Activity:
Starting with the line that holds "Query: group of soldiers", reproduce each line through the last one of the data, exactly as written. Pictures are not copied.

[Source material Boundary: Start]

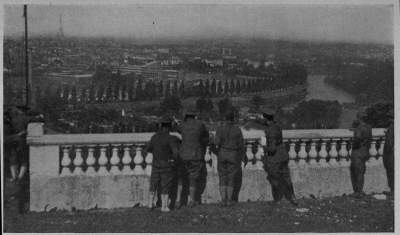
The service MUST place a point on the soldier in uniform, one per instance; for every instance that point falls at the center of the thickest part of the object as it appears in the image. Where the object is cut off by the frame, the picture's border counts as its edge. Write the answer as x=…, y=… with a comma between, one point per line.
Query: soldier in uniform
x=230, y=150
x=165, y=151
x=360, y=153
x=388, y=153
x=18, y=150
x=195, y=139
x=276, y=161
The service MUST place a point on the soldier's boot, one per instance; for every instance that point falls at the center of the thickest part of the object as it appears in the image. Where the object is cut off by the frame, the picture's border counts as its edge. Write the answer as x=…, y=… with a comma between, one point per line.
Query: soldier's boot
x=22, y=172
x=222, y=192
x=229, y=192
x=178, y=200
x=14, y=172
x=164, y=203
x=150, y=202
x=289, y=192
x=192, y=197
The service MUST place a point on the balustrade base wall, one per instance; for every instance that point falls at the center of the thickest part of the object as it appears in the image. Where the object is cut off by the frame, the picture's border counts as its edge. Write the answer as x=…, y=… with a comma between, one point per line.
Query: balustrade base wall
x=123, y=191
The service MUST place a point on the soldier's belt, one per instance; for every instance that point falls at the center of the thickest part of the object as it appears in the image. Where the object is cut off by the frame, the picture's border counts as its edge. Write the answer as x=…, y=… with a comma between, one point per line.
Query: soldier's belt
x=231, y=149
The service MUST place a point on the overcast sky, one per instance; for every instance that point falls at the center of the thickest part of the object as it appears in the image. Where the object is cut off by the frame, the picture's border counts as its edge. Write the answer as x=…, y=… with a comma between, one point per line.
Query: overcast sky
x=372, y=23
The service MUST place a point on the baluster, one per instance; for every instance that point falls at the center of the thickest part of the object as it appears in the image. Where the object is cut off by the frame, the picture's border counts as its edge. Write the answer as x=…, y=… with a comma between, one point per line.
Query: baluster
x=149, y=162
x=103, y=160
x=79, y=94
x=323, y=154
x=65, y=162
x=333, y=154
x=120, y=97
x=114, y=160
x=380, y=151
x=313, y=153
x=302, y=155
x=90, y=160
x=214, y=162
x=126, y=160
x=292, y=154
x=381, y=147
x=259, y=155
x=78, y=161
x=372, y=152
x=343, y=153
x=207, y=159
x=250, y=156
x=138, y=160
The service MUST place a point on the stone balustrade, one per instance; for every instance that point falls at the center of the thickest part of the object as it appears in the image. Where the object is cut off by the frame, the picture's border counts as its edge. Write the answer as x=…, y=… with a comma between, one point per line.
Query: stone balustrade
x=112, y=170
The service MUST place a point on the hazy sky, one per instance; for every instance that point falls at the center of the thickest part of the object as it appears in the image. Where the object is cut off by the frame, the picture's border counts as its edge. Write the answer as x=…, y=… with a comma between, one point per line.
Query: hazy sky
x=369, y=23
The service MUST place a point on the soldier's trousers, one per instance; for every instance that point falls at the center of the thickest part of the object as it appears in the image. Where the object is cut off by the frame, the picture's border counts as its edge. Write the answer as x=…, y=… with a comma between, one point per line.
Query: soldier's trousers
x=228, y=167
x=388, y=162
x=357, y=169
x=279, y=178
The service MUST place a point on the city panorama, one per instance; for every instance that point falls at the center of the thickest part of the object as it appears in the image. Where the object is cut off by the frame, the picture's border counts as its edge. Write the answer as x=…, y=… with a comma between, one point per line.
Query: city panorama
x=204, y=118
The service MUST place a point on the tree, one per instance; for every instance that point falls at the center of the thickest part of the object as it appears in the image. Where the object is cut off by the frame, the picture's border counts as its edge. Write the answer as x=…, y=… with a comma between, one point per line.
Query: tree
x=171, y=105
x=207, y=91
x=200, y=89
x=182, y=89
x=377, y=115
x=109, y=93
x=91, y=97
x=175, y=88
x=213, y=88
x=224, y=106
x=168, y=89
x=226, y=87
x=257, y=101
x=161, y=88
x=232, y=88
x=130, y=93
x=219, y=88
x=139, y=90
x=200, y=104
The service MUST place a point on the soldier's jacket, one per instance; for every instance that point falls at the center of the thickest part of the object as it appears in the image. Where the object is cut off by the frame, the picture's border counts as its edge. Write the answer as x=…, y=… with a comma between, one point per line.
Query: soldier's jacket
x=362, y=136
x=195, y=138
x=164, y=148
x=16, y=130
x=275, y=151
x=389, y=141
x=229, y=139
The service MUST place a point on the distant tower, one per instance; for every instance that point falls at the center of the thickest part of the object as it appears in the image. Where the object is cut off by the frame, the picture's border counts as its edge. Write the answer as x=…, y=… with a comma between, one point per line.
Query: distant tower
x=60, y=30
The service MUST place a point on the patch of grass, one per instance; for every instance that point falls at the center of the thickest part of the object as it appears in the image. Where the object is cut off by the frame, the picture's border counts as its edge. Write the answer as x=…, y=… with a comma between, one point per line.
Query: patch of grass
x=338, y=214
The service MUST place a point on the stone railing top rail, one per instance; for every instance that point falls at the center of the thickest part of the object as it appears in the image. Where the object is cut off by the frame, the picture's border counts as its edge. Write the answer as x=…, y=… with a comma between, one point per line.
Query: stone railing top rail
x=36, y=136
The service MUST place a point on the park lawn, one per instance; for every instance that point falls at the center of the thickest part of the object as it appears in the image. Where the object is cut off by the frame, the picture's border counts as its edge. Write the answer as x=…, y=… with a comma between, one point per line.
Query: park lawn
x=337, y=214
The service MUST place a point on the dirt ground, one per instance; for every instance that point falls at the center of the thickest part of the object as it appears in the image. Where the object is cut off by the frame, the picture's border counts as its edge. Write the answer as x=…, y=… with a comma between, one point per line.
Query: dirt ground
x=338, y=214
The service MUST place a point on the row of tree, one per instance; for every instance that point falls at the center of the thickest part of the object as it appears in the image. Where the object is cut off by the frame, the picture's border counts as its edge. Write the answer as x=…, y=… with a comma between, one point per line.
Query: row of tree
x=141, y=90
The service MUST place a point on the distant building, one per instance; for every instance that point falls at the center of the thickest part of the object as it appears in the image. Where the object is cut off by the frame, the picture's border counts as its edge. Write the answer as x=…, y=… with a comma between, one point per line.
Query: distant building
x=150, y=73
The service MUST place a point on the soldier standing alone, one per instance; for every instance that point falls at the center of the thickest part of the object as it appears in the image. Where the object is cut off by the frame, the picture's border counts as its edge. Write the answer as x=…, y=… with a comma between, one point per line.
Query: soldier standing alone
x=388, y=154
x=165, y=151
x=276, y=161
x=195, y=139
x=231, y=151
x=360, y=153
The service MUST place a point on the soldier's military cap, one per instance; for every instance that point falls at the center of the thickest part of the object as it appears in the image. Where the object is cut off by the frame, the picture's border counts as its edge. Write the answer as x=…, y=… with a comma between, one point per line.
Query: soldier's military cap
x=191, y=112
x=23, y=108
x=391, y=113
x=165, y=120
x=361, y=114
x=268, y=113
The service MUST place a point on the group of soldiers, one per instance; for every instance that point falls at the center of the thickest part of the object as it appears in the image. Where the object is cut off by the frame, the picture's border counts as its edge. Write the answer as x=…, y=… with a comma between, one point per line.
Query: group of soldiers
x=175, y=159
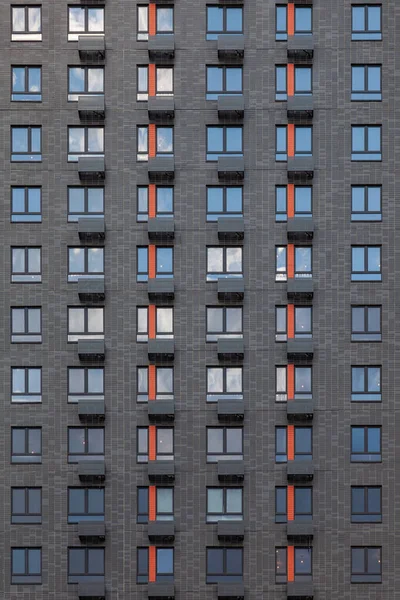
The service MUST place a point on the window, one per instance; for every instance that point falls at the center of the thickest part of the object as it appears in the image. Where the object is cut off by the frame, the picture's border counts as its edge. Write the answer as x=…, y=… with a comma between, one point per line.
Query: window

[Source material Boundary: End]

Response:
Query: group of soldiers
x=175, y=159
The service MUST place a point on the window, one per instance; for every instance that point falls at the center of the thickest part of the object as it appears in the image. Where the object is cut off by the frame, the picture's border counts as its edge. Write the answer as x=…, y=… with a comma between, one point per line.
Query: window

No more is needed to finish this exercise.